### Directions for this task
Sort through the entries below and pull out lines containing the word "chin".

### Records for the task
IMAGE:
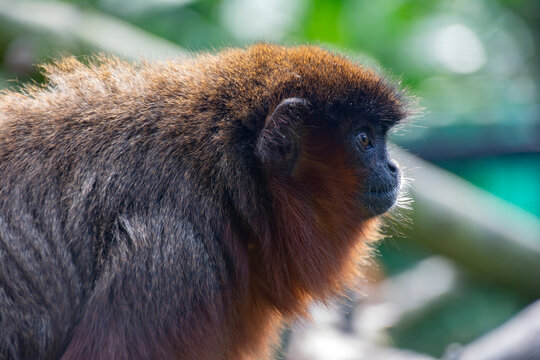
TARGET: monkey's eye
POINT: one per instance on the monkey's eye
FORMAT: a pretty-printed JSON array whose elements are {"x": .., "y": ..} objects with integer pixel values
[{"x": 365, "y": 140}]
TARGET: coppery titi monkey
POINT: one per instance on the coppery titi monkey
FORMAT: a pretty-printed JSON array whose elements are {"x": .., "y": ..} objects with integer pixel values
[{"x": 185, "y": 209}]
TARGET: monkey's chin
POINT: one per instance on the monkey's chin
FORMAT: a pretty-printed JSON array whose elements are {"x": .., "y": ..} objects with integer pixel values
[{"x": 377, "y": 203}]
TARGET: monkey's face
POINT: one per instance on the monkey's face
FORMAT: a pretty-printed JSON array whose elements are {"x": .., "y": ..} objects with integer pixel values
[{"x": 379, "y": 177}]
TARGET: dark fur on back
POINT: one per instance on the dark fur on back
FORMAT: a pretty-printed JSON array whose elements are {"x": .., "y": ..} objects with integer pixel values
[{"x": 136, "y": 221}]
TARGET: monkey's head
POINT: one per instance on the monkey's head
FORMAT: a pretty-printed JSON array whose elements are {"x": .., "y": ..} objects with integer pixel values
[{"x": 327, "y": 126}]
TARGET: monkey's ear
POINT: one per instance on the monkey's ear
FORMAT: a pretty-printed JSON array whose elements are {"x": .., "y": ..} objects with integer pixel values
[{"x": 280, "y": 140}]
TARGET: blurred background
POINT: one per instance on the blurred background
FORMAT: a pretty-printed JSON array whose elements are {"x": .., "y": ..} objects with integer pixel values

### Result for this task
TARGET: monkey's chin
POINT: one per instance on the monkey's chin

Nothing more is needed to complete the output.